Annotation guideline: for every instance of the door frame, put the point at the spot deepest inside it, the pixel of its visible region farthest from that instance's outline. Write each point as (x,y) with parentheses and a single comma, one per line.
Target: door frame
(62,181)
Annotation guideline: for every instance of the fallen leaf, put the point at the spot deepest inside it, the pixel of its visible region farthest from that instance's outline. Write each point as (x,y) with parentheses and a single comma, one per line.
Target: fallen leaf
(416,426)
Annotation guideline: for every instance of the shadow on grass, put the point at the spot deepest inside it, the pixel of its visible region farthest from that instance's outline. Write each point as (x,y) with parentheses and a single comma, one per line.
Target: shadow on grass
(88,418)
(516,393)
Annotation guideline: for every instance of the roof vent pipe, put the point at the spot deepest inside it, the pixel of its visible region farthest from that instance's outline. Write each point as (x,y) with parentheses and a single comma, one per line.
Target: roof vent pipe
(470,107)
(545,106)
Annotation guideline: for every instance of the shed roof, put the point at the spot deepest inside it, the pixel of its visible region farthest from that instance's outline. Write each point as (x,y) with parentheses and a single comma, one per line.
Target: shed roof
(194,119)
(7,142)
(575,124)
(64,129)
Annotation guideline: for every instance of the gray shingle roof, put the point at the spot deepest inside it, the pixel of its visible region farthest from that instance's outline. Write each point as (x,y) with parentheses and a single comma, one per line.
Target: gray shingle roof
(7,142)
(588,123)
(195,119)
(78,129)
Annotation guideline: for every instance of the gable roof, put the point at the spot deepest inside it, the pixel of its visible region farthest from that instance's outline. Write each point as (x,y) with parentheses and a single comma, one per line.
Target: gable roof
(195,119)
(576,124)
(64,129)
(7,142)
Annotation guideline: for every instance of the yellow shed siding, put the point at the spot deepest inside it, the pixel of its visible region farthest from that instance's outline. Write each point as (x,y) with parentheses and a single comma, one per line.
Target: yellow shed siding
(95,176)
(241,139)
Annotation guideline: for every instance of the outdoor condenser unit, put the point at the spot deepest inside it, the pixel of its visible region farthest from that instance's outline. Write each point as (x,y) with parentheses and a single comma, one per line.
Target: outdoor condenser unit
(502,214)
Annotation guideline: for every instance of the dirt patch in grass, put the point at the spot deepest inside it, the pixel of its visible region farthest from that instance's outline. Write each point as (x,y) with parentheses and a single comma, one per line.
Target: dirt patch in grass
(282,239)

==

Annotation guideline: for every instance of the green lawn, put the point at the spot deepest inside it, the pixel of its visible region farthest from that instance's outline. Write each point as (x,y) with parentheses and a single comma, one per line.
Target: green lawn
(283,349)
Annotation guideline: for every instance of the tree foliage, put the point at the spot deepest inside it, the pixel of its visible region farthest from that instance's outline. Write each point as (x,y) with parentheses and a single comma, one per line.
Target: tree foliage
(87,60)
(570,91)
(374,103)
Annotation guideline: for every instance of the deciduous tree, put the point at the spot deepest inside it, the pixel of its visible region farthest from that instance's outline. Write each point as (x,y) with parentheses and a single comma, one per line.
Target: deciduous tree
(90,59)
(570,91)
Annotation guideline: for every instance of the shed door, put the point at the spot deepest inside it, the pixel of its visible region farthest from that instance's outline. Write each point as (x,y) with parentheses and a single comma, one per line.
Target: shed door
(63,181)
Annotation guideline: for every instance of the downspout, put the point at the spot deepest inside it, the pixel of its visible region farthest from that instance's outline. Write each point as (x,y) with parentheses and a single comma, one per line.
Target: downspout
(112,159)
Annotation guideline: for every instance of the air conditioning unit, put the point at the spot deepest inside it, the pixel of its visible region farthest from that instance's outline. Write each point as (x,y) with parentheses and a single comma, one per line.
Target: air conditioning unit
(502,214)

---

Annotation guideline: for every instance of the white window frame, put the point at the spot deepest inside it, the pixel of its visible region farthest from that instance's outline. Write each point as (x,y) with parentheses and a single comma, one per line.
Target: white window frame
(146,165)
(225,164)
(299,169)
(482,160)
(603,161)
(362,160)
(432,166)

# REQUEST
Pull out every line in the records above that contains the word "fallen", matching case exactly.

# RESULT
Annotation guideline: for every instance of the fallen leaf, put the point at the spot deepest inside it, the pixel of its visible region farthest from that instance's outline. Write each point as (x,y) with parentheses and a single comma, one per line.
Target: fallen leaf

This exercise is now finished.